* **PROBLEM STATEMENT**
Select every line below containing the word "blue".

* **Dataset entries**
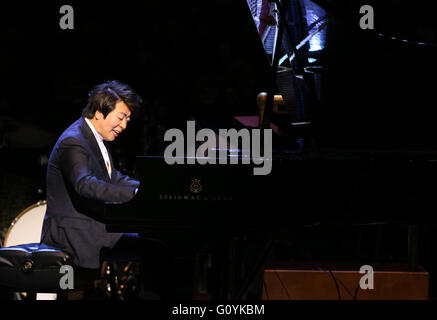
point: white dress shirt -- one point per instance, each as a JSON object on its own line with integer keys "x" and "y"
{"x": 101, "y": 146}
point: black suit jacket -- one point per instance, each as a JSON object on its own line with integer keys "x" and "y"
{"x": 78, "y": 184}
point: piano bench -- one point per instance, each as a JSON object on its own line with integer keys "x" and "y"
{"x": 35, "y": 267}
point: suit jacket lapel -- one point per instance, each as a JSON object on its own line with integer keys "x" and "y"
{"x": 95, "y": 150}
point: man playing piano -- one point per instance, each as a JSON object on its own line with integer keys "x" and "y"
{"x": 81, "y": 178}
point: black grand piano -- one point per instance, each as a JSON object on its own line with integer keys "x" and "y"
{"x": 359, "y": 130}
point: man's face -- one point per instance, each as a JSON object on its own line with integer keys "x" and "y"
{"x": 114, "y": 123}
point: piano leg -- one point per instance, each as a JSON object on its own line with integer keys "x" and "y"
{"x": 413, "y": 245}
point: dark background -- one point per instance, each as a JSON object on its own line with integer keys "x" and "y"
{"x": 203, "y": 60}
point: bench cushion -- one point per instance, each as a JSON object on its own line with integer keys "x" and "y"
{"x": 32, "y": 266}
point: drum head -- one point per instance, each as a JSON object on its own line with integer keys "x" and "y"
{"x": 27, "y": 226}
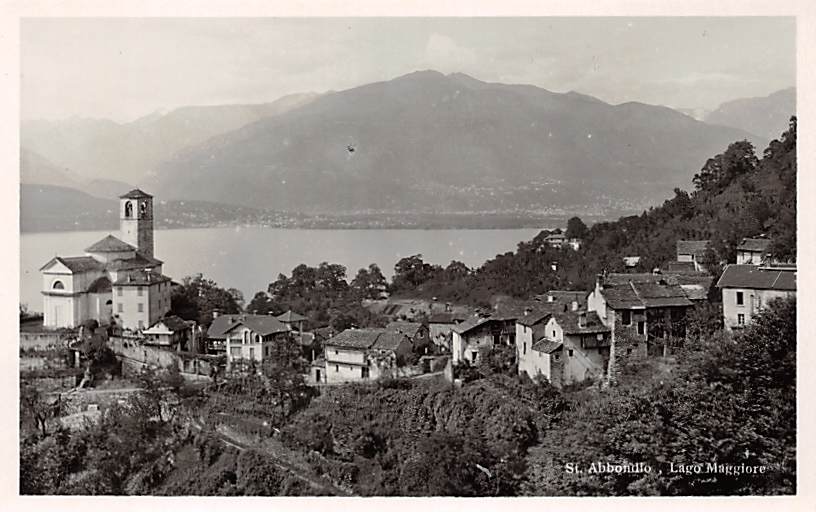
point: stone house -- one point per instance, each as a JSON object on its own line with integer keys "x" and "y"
{"x": 356, "y": 355}
{"x": 640, "y": 308}
{"x": 692, "y": 251}
{"x": 250, "y": 338}
{"x": 747, "y": 289}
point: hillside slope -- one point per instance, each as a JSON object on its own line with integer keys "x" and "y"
{"x": 766, "y": 116}
{"x": 430, "y": 142}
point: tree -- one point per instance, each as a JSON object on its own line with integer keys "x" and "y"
{"x": 198, "y": 297}
{"x": 576, "y": 228}
{"x": 369, "y": 283}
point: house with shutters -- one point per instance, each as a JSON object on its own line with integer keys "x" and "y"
{"x": 118, "y": 280}
{"x": 357, "y": 355}
{"x": 640, "y": 308}
{"x": 570, "y": 347}
{"x": 747, "y": 289}
{"x": 753, "y": 251}
{"x": 692, "y": 252}
{"x": 248, "y": 339}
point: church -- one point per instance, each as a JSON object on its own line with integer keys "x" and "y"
{"x": 118, "y": 280}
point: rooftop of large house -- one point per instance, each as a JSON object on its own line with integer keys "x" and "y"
{"x": 758, "y": 278}
{"x": 643, "y": 292}
{"x": 261, "y": 324}
{"x": 110, "y": 244}
{"x": 754, "y": 244}
{"x": 76, "y": 263}
{"x": 141, "y": 278}
{"x": 378, "y": 339}
{"x": 136, "y": 193}
{"x": 291, "y": 317}
{"x": 696, "y": 247}
{"x": 547, "y": 346}
{"x": 410, "y": 329}
{"x": 579, "y": 322}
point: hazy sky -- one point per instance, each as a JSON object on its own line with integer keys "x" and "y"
{"x": 126, "y": 68}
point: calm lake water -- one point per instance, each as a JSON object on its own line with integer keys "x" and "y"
{"x": 249, "y": 258}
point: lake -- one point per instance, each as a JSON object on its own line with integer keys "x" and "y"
{"x": 249, "y": 258}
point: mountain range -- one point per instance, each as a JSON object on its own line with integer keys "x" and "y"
{"x": 423, "y": 142}
{"x": 765, "y": 116}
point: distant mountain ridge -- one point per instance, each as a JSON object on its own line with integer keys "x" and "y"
{"x": 104, "y": 149}
{"x": 766, "y": 116}
{"x": 431, "y": 142}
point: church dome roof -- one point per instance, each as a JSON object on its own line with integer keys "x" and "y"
{"x": 110, "y": 244}
{"x": 136, "y": 193}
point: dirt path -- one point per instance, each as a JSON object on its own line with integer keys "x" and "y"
{"x": 273, "y": 452}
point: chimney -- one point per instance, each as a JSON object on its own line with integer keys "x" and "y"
{"x": 582, "y": 319}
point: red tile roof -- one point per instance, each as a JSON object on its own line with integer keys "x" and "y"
{"x": 758, "y": 278}
{"x": 76, "y": 263}
{"x": 547, "y": 346}
{"x": 110, "y": 244}
{"x": 378, "y": 339}
{"x": 291, "y": 317}
{"x": 141, "y": 278}
{"x": 754, "y": 244}
{"x": 696, "y": 247}
{"x": 135, "y": 194}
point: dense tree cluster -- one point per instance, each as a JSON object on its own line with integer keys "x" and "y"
{"x": 730, "y": 401}
{"x": 198, "y": 297}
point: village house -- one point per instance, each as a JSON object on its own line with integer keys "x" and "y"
{"x": 481, "y": 332}
{"x": 692, "y": 251}
{"x": 251, "y": 338}
{"x": 362, "y": 354}
{"x": 174, "y": 333}
{"x": 570, "y": 347}
{"x": 416, "y": 332}
{"x": 568, "y": 300}
{"x": 639, "y": 307}
{"x": 80, "y": 288}
{"x": 747, "y": 289}
{"x": 558, "y": 240}
{"x": 753, "y": 251}
{"x": 440, "y": 328}
{"x": 529, "y": 329}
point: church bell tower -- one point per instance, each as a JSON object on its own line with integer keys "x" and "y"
{"x": 136, "y": 221}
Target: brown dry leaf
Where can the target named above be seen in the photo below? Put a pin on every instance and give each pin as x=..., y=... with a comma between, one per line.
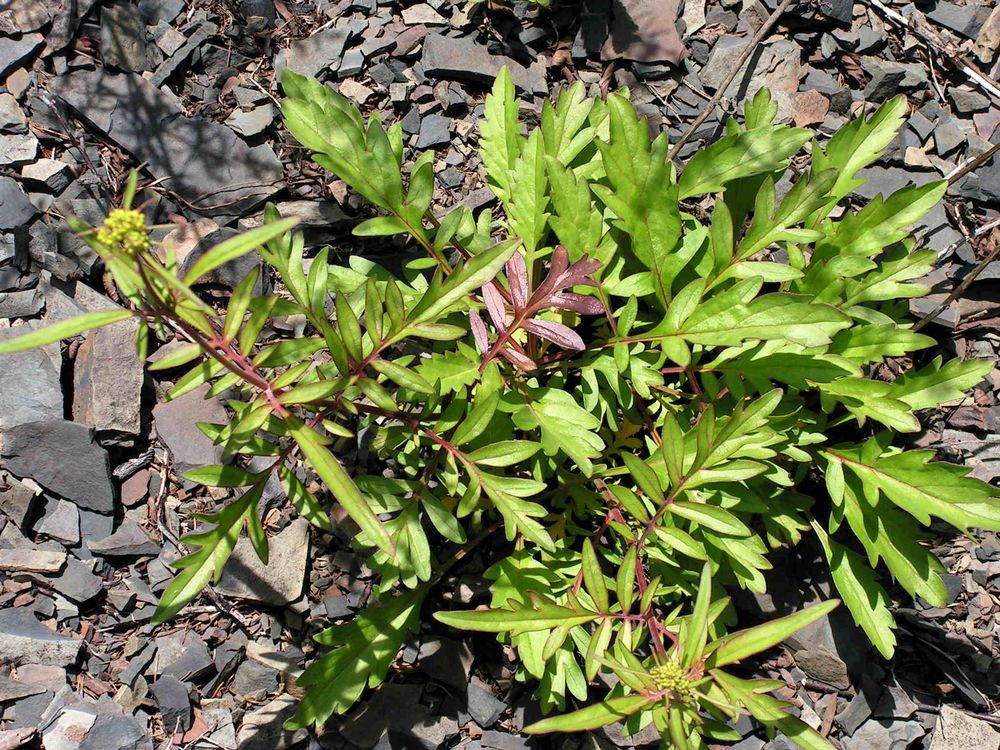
x=644, y=31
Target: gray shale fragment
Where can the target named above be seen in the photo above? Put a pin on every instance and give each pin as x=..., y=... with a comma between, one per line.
x=208, y=164
x=21, y=634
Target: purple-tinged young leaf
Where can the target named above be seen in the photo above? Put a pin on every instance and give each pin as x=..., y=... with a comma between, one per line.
x=517, y=279
x=479, y=332
x=579, y=303
x=518, y=359
x=494, y=305
x=557, y=333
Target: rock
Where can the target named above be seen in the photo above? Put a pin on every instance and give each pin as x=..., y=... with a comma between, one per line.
x=51, y=175
x=16, y=150
x=175, y=423
x=199, y=33
x=824, y=665
x=262, y=729
x=12, y=119
x=885, y=735
x=966, y=101
x=251, y=122
x=895, y=704
x=13, y=51
x=21, y=633
x=183, y=655
x=435, y=130
x=63, y=457
x=956, y=730
x=838, y=10
x=279, y=582
x=255, y=680
x=60, y=522
x=483, y=705
x=310, y=56
x=23, y=16
x=962, y=19
x=31, y=561
x=123, y=38
x=115, y=732
x=128, y=541
x=16, y=501
x=174, y=703
x=153, y=12
x=15, y=208
x=107, y=381
x=11, y=690
x=209, y=165
x=69, y=727
x=29, y=385
x=423, y=14
x=463, y=59
x=446, y=661
x=77, y=582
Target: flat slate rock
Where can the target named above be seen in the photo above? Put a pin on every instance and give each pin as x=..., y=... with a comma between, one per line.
x=63, y=457
x=21, y=633
x=463, y=59
x=29, y=385
x=280, y=581
x=207, y=163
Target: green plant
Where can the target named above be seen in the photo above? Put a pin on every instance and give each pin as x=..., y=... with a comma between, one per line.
x=652, y=381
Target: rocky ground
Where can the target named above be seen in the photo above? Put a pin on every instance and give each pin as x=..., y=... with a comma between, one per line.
x=91, y=505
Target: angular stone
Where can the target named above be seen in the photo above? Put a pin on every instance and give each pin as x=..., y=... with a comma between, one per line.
x=13, y=51
x=174, y=703
x=262, y=729
x=16, y=500
x=21, y=633
x=107, y=380
x=29, y=385
x=176, y=425
x=123, y=37
x=115, y=732
x=463, y=59
x=11, y=690
x=316, y=53
x=12, y=119
x=31, y=561
x=279, y=582
x=956, y=730
x=129, y=540
x=15, y=208
x=60, y=522
x=50, y=174
x=209, y=165
x=63, y=457
x=435, y=130
x=252, y=121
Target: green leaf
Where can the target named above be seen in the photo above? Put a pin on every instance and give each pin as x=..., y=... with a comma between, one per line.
x=745, y=154
x=738, y=646
x=63, y=330
x=362, y=653
x=221, y=476
x=864, y=596
x=204, y=566
x=596, y=716
x=236, y=247
x=344, y=490
x=473, y=274
x=517, y=618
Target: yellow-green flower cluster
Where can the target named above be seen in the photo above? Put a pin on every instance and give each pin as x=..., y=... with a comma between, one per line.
x=125, y=227
x=671, y=676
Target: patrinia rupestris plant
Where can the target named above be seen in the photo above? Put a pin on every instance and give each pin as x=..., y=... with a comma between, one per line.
x=656, y=376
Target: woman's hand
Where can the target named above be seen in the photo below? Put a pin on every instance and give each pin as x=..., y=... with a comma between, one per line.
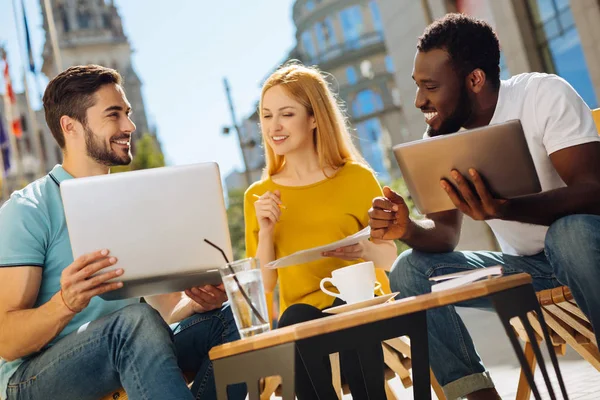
x=361, y=250
x=268, y=211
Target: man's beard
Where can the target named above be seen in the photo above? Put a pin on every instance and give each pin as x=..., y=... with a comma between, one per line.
x=102, y=153
x=457, y=119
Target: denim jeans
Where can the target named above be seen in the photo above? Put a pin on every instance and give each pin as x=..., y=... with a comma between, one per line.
x=571, y=257
x=132, y=348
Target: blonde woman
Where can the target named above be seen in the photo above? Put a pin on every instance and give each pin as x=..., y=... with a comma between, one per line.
x=316, y=189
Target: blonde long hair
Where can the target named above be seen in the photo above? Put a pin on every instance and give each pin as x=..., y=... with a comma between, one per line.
x=307, y=86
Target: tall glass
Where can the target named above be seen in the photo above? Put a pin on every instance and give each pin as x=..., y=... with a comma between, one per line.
x=243, y=283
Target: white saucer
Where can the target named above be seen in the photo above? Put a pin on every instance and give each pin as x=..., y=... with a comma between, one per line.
x=361, y=304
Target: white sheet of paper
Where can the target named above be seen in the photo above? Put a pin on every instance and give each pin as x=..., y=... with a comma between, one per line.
x=460, y=279
x=308, y=255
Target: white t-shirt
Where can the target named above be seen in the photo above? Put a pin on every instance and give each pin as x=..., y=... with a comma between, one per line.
x=553, y=117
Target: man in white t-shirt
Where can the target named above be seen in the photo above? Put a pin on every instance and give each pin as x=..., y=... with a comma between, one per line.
x=554, y=235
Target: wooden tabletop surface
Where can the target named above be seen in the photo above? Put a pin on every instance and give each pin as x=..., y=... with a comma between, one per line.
x=370, y=314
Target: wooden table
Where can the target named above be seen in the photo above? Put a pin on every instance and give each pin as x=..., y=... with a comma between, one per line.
x=273, y=353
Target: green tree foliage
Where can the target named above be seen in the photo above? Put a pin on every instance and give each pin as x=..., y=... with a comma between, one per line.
x=146, y=154
x=399, y=186
x=235, y=217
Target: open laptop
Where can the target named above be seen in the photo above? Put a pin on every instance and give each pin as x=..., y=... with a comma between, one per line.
x=498, y=152
x=155, y=222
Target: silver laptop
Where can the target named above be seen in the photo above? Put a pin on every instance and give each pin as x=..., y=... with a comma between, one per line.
x=155, y=222
x=498, y=152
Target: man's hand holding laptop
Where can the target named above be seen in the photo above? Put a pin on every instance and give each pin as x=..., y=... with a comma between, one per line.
x=390, y=217
x=78, y=283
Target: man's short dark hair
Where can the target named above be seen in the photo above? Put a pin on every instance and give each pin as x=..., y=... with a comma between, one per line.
x=72, y=92
x=470, y=42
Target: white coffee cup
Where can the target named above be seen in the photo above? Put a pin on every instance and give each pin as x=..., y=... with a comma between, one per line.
x=356, y=282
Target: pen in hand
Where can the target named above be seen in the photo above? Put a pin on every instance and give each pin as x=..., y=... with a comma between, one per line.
x=280, y=205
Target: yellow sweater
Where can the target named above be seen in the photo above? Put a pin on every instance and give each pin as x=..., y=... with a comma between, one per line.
x=315, y=215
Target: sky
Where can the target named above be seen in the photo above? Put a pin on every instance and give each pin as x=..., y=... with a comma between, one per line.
x=182, y=51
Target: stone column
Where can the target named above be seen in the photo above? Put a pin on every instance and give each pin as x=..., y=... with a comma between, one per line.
x=586, y=14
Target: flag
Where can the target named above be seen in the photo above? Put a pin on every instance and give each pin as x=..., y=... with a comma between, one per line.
x=28, y=40
x=4, y=147
x=10, y=102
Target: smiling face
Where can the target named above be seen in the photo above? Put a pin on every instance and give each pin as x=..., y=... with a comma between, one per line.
x=286, y=124
x=108, y=128
x=442, y=95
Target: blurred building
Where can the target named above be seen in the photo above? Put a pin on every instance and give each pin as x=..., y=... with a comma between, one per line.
x=345, y=38
x=91, y=32
x=555, y=36
x=251, y=145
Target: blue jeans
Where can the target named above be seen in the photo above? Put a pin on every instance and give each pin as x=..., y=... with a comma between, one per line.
x=132, y=348
x=571, y=257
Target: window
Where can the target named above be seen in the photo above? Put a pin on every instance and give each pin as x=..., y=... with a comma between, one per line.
x=352, y=26
x=366, y=69
x=376, y=16
x=560, y=45
x=328, y=31
x=351, y=75
x=389, y=65
x=308, y=45
x=370, y=135
x=367, y=102
x=23, y=123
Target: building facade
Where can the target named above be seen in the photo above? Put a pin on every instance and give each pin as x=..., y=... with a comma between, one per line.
x=554, y=36
x=345, y=39
x=251, y=145
x=91, y=32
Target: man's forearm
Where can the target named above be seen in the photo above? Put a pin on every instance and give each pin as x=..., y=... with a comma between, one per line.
x=431, y=237
x=545, y=208
x=23, y=332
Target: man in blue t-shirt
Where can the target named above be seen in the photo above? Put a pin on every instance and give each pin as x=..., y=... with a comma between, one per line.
x=58, y=339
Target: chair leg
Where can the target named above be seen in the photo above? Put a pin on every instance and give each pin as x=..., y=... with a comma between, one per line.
x=389, y=393
x=271, y=385
x=523, y=390
x=336, y=374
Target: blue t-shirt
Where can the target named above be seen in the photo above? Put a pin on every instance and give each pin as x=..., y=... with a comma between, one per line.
x=33, y=232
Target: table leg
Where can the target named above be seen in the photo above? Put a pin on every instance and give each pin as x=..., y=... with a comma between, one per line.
x=517, y=302
x=420, y=359
x=252, y=366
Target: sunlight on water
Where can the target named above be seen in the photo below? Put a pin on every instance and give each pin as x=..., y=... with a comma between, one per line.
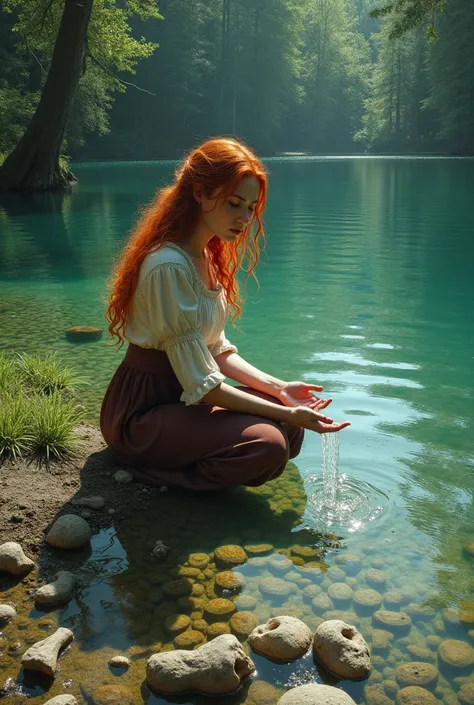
x=337, y=502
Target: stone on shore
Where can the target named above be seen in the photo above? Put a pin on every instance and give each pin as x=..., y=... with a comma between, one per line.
x=215, y=668
x=315, y=694
x=58, y=591
x=43, y=656
x=13, y=560
x=7, y=613
x=281, y=638
x=69, y=531
x=341, y=649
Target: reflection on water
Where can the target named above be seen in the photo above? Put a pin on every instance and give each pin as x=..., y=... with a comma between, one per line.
x=366, y=288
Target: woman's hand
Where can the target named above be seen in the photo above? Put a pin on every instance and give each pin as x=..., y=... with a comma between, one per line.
x=314, y=421
x=299, y=394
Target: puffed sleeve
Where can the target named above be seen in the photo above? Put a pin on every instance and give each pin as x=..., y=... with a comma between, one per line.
x=222, y=345
x=173, y=307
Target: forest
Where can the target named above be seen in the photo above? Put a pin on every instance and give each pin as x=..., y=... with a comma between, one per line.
x=142, y=79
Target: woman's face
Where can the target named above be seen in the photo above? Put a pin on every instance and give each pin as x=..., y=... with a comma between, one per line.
x=227, y=217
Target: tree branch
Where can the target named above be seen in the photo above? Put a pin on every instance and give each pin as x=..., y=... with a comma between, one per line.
x=105, y=68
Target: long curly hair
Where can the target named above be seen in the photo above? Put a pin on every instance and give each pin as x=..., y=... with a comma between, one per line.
x=216, y=165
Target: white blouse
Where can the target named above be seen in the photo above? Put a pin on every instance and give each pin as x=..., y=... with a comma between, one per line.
x=174, y=311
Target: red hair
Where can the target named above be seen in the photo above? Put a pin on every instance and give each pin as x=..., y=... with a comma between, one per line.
x=217, y=165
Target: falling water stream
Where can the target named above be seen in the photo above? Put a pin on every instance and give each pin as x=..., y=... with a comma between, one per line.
x=335, y=501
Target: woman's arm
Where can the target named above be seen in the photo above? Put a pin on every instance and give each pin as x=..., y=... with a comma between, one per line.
x=228, y=397
x=235, y=367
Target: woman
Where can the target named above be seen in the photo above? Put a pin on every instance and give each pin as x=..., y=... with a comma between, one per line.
x=168, y=414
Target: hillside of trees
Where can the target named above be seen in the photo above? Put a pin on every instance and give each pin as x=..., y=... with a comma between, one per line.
x=318, y=76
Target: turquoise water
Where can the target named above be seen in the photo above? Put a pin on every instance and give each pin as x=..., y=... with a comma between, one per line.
x=366, y=288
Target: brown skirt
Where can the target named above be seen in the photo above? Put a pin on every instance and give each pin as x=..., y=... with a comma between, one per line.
x=200, y=447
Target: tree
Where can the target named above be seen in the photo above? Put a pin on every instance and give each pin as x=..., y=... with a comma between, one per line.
x=408, y=14
x=91, y=32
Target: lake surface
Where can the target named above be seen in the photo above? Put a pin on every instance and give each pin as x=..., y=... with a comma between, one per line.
x=366, y=287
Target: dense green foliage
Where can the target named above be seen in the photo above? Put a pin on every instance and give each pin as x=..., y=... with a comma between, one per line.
x=286, y=75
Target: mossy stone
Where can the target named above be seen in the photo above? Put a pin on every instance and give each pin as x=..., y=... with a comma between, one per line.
x=189, y=639
x=229, y=580
x=177, y=623
x=242, y=623
x=218, y=610
x=216, y=629
x=425, y=675
x=414, y=695
x=112, y=695
x=198, y=560
x=229, y=556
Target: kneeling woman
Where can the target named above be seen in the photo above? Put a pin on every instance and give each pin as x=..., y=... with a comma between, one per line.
x=168, y=414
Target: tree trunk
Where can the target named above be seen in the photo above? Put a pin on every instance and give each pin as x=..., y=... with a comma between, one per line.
x=34, y=163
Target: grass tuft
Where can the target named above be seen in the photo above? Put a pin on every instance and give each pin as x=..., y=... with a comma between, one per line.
x=39, y=409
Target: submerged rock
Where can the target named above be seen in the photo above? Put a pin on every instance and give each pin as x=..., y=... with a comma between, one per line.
x=341, y=649
x=58, y=591
x=43, y=656
x=216, y=668
x=69, y=531
x=282, y=638
x=315, y=694
x=13, y=559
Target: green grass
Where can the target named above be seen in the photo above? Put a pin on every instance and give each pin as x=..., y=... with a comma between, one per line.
x=39, y=409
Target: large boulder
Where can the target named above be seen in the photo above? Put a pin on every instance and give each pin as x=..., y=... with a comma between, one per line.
x=43, y=656
x=69, y=531
x=13, y=560
x=215, y=668
x=341, y=649
x=315, y=694
x=281, y=638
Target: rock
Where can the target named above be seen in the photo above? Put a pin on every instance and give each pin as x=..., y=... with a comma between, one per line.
x=13, y=560
x=43, y=656
x=281, y=638
x=242, y=624
x=396, y=621
x=216, y=668
x=7, y=613
x=95, y=502
x=457, y=654
x=160, y=550
x=315, y=694
x=119, y=662
x=414, y=695
x=341, y=649
x=230, y=556
x=58, y=591
x=123, y=477
x=188, y=639
x=466, y=694
x=80, y=334
x=418, y=673
x=69, y=531
x=112, y=695
x=230, y=580
x=218, y=610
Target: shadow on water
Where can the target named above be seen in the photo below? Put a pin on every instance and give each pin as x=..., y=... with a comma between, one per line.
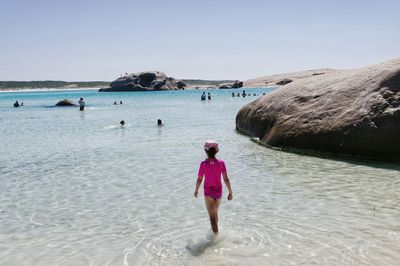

* **ANSWER TO THE PROBLEM**
Target: blue jeans
Target: man in blue t-shirt
Target: blue t-shirt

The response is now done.